> _Required task_:
Output only the span of lines that begins at the line containing "For every instance of the white shelving" and ends at the last line of the data, both included, exactly as they appear.

> _Extracted entries_:
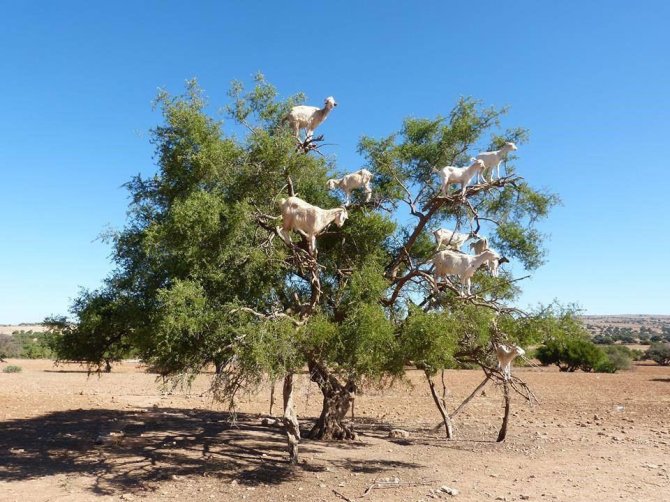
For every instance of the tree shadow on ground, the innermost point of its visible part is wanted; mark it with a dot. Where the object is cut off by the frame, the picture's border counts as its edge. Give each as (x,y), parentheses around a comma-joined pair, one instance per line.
(136,449)
(132,449)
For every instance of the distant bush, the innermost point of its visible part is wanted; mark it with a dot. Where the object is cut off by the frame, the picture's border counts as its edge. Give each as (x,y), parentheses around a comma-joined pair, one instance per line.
(25,345)
(619,357)
(659,352)
(573,353)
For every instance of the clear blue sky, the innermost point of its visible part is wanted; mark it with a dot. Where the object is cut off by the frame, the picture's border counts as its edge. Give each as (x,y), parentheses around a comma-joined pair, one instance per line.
(591,80)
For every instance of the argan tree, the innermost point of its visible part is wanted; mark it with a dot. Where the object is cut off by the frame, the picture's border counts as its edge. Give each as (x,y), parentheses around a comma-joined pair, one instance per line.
(202,276)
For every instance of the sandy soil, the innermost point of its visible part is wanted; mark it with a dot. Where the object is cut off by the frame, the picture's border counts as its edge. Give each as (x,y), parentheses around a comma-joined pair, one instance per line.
(67,436)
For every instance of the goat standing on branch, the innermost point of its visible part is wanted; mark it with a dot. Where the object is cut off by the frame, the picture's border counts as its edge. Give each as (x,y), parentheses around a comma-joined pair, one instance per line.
(494,158)
(506,354)
(462,175)
(482,245)
(309,118)
(463,265)
(450,238)
(307,220)
(359,179)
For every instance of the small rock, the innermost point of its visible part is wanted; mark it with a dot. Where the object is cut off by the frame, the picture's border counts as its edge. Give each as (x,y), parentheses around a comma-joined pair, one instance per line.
(398,433)
(449,490)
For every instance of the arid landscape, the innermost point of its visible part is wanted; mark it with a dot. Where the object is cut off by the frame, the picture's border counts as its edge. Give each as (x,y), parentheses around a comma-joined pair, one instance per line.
(69,436)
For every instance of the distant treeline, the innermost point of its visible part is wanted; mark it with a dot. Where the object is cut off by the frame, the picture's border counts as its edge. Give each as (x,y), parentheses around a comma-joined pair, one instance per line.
(644,335)
(25,345)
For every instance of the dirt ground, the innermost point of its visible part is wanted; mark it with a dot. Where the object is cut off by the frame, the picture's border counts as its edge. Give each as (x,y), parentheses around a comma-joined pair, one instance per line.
(594,437)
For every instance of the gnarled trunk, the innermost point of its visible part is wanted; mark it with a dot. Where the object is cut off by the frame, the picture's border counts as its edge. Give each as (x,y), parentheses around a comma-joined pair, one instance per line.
(290,420)
(446,420)
(337,398)
(503,429)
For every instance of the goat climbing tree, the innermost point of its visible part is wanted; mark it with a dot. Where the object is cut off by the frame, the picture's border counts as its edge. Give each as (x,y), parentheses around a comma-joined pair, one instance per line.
(202,278)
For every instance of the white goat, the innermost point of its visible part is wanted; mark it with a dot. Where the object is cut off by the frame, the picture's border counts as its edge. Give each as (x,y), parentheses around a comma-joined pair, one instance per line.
(506,354)
(309,117)
(307,220)
(463,265)
(359,179)
(482,245)
(462,175)
(453,239)
(494,158)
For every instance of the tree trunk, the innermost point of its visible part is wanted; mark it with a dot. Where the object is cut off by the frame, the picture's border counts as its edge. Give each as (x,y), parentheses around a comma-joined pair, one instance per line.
(290,420)
(337,398)
(272,395)
(440,406)
(503,428)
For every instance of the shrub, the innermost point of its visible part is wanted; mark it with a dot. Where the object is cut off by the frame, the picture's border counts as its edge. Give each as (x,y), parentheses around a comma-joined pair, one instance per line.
(573,352)
(619,357)
(659,352)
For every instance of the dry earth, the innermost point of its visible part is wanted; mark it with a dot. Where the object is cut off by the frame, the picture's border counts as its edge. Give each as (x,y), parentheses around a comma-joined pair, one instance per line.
(595,437)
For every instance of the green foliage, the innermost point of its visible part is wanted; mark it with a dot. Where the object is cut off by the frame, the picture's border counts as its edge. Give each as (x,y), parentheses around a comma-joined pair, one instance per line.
(199,281)
(571,353)
(25,345)
(429,339)
(659,352)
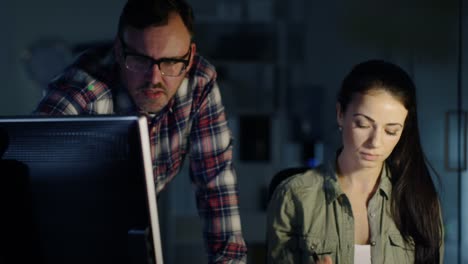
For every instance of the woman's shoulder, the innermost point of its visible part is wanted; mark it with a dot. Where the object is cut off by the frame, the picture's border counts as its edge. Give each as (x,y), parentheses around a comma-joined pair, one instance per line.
(309,180)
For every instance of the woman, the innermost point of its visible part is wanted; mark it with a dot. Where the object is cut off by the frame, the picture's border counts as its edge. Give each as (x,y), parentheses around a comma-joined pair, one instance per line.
(376,203)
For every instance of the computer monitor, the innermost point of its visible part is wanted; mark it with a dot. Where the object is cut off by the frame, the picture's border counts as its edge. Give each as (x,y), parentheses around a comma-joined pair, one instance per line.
(77,189)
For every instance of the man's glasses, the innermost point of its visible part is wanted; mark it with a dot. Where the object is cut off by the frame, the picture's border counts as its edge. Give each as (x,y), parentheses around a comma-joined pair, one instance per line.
(167,66)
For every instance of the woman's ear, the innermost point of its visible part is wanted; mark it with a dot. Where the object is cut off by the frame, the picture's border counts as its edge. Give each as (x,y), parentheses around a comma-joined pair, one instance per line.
(339,115)
(118,54)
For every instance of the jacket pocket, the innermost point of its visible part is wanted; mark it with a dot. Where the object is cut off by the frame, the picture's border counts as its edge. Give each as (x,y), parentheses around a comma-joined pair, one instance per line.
(402,250)
(320,246)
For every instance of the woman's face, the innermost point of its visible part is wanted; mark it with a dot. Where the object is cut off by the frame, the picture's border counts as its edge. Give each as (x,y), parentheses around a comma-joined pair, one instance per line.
(371,127)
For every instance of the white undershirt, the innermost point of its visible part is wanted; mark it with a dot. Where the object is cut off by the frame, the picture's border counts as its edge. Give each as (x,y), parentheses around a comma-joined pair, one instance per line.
(362,254)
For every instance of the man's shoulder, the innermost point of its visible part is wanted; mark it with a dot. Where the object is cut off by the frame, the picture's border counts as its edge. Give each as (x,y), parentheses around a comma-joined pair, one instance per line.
(88,74)
(202,68)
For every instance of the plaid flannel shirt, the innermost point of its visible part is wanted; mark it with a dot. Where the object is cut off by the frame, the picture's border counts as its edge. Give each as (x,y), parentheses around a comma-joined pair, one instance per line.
(194,123)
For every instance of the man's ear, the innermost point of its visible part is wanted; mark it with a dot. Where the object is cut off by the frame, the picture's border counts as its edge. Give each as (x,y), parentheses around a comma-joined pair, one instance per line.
(193,46)
(339,115)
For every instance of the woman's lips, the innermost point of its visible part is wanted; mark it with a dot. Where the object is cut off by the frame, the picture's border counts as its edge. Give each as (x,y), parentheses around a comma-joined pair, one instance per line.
(370,157)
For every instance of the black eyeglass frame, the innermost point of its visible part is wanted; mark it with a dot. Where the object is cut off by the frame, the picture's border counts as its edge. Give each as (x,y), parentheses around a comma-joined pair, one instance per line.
(158,61)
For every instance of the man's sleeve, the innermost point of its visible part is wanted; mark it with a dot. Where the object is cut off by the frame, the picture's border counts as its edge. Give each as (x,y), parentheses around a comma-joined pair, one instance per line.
(213,174)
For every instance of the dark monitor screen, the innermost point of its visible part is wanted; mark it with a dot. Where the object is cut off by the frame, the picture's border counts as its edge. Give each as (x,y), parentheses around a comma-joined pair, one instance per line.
(73,190)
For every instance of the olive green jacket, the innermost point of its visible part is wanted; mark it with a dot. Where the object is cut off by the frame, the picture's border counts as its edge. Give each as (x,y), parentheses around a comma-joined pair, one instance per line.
(310,213)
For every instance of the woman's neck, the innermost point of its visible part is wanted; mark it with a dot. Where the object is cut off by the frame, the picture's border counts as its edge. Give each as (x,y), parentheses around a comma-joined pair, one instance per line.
(357,179)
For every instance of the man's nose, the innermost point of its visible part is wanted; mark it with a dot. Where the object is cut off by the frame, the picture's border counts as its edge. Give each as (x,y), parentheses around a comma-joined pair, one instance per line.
(154,74)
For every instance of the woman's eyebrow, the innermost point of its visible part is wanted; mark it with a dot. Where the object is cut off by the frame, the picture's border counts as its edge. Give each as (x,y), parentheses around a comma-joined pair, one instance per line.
(373,121)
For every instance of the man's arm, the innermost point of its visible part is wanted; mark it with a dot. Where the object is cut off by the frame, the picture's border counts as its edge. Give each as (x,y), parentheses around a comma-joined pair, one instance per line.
(213,174)
(75,93)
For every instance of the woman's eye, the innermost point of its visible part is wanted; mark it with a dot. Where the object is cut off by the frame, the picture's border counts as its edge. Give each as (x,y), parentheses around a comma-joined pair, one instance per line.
(362,125)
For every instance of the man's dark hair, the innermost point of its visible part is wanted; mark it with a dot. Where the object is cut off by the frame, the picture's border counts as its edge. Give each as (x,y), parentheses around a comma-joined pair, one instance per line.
(141,14)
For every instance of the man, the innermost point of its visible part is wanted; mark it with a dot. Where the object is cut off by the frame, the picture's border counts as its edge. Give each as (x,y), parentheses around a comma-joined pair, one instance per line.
(153,69)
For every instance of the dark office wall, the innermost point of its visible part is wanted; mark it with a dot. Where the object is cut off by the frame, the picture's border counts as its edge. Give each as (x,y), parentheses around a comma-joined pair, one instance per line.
(28,22)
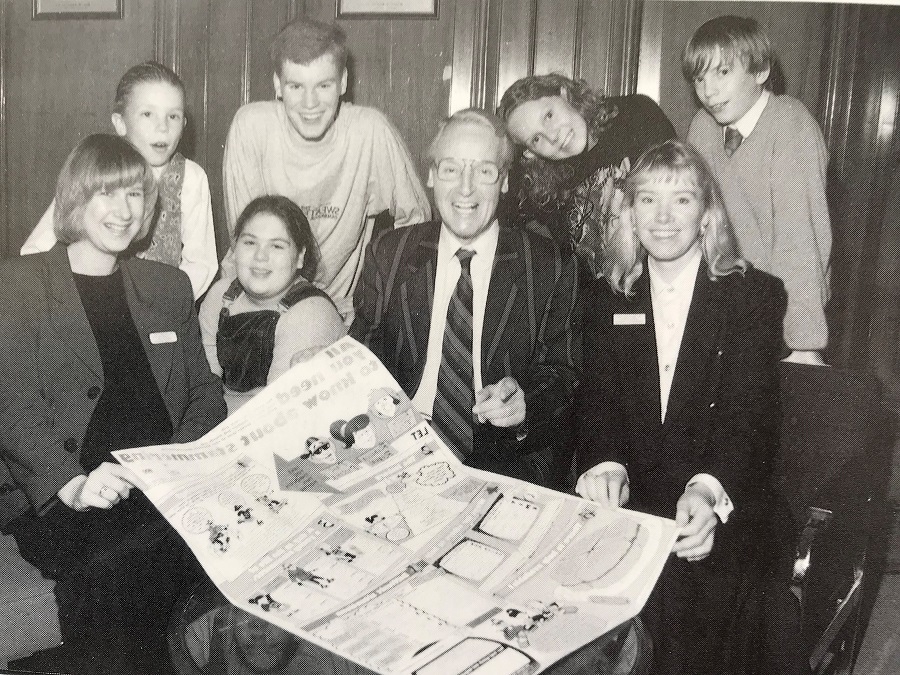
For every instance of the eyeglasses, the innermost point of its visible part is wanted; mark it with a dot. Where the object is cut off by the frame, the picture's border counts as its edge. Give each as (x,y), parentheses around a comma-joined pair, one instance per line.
(483,172)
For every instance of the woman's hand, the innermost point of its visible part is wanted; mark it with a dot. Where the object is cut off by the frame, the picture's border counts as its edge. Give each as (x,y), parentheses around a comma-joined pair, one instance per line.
(102,488)
(608,487)
(697,520)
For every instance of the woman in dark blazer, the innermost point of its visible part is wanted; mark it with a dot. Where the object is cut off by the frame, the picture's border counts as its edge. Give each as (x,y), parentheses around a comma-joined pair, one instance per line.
(99,351)
(678,410)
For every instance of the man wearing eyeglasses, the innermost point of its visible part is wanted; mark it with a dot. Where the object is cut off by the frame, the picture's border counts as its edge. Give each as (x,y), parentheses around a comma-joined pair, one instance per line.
(429,292)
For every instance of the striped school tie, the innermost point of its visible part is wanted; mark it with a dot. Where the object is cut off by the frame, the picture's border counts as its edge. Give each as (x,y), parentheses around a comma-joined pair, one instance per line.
(733,140)
(454,398)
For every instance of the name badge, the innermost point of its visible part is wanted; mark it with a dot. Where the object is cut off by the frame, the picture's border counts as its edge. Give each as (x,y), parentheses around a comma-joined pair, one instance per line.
(163,338)
(629,319)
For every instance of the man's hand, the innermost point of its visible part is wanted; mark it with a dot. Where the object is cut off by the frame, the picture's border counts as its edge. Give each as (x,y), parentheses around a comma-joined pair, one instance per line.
(102,488)
(609,487)
(697,520)
(501,404)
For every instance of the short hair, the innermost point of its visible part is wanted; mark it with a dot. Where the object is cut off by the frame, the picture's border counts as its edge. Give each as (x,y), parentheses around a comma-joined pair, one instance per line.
(733,37)
(545,182)
(481,118)
(295,223)
(148,71)
(623,255)
(99,162)
(304,40)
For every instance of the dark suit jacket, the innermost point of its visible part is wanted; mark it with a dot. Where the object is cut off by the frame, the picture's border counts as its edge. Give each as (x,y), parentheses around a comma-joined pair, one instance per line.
(531,332)
(723,413)
(51,375)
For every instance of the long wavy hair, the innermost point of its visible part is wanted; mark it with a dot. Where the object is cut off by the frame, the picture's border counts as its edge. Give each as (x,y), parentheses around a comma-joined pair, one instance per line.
(624,256)
(546,183)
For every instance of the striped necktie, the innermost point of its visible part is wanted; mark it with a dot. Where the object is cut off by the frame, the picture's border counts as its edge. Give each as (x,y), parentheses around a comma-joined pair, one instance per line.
(733,140)
(455,396)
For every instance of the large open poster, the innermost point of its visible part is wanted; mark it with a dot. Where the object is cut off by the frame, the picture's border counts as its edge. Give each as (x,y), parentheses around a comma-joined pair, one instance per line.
(329,507)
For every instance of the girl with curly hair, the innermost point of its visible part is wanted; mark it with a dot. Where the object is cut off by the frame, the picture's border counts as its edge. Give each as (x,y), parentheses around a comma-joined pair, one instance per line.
(573,145)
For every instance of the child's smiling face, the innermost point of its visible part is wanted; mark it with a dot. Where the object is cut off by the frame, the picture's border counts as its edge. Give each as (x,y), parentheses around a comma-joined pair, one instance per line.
(153,120)
(727,89)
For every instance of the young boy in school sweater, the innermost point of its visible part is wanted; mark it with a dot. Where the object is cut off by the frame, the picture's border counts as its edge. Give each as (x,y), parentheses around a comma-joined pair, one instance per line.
(769,157)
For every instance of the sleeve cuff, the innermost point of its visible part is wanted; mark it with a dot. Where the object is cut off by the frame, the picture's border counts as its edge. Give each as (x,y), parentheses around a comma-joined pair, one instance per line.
(723,505)
(609,467)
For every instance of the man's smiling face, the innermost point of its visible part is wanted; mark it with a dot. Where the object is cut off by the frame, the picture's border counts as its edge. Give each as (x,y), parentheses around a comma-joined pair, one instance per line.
(311,94)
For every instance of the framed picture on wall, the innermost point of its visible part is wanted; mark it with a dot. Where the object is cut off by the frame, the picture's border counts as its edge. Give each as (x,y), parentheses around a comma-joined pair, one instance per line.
(78,9)
(387,9)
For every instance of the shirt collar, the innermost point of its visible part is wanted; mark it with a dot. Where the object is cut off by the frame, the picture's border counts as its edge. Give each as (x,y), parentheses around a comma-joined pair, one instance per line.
(683,284)
(747,123)
(484,245)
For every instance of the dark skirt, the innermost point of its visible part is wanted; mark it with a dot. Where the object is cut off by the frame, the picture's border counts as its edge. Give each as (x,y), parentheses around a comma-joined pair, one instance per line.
(118,574)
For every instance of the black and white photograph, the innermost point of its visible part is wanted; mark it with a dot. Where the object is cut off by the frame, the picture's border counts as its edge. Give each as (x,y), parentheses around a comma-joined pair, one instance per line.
(449,337)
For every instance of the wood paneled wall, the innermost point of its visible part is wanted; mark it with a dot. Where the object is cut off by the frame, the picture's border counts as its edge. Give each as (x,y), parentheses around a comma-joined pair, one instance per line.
(57,78)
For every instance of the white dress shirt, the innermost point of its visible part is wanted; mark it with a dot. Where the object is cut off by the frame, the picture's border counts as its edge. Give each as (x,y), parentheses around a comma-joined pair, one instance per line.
(445,278)
(747,123)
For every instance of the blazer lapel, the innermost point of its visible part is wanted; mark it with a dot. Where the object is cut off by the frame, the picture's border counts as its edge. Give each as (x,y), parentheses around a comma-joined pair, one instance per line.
(416,296)
(150,320)
(506,301)
(697,343)
(67,315)
(641,365)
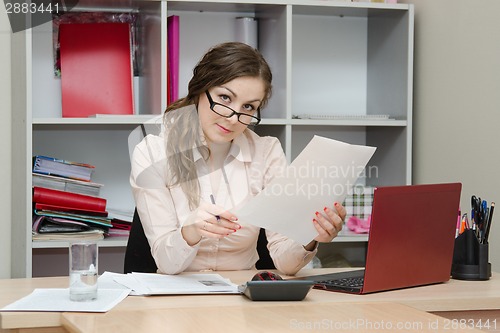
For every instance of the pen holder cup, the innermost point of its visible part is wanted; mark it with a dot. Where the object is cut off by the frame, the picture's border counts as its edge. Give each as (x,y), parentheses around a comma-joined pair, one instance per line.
(470,258)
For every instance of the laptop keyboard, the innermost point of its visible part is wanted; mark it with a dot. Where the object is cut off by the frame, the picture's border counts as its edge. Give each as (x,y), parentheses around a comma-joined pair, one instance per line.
(343,283)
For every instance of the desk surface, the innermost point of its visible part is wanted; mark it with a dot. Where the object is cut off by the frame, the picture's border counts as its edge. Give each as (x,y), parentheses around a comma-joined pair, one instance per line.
(454,295)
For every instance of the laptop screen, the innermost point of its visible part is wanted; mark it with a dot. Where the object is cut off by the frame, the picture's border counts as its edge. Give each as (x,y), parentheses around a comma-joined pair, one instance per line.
(412,236)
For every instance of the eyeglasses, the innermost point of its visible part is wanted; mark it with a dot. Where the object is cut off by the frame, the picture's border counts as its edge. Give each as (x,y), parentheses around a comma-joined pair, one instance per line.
(227,112)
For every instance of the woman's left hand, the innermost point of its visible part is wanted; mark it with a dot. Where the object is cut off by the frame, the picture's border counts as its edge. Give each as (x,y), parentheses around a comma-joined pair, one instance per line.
(329,222)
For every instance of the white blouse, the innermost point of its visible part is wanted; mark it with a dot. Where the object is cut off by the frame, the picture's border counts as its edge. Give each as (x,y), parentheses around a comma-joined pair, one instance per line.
(251,163)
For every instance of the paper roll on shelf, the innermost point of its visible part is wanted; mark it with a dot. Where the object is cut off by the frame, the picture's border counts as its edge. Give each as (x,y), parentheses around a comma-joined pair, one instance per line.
(247,31)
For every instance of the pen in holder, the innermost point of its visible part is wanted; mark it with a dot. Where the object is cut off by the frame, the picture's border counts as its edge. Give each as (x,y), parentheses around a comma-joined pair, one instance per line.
(470,258)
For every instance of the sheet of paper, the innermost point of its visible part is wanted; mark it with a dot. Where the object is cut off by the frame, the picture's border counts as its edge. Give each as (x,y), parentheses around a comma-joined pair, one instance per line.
(323,173)
(58,300)
(159,284)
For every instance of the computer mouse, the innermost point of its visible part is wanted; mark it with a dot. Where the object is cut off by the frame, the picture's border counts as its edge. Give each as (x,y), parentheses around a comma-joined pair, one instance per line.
(266,276)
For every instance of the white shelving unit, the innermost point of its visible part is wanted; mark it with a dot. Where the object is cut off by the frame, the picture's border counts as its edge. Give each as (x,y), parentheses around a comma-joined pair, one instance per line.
(327,57)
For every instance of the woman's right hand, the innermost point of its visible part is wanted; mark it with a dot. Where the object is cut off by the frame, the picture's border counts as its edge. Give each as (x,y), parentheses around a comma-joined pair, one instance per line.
(209,221)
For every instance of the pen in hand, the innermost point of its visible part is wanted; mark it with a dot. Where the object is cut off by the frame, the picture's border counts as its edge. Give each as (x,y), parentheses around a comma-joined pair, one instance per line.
(213,202)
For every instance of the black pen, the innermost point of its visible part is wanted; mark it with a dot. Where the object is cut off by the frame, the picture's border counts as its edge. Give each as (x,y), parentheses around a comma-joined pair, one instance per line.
(488,224)
(213,202)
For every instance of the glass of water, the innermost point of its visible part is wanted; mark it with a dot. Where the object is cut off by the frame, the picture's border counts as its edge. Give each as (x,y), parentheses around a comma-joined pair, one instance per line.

> _Result below_:
For every instance of the white shelving unit, the innermost point of its visible part is wanted; mark it with a dot. Where the object is cut off by the frame, the picture's border counts as its edge. Give each as (x,y), parentheses around a comma-joined pair, one instance per line.
(327,57)
For every instance of the woman's right hand, the innermost point of its visible part is wanted; mark it with a dot. Where the object is cut off by the frame, the picture's border counts as its edge. Give each as (x,y), parentheses around a comma-joined pair, one instance per line.
(209,221)
For every instance of the pen in hand, the innermost point of its visible part is wanted; mark it with a dot. Where the object is cut off by the frame, the picture's border counts as its edge. Give each as (x,y), parentheses around a comma-joined pair, one instance per line.
(213,202)
For every instance of the black pen, the innermost point of its visible part is wanted; mark it with a dot. Where the object is cut off by the frame, the picture's border counts as its edge. Give each as (x,y), parentheses around a comma-joined pair, one instance per line.
(488,224)
(213,202)
For every instance of the glass of water, the innermost point of its visible part is wanted; mark it with a dot. Where the object is cut off by the frame, the picture's border counts as its edge. Give each as (x,y), parentheses around a comma-joined pair, one instance per line.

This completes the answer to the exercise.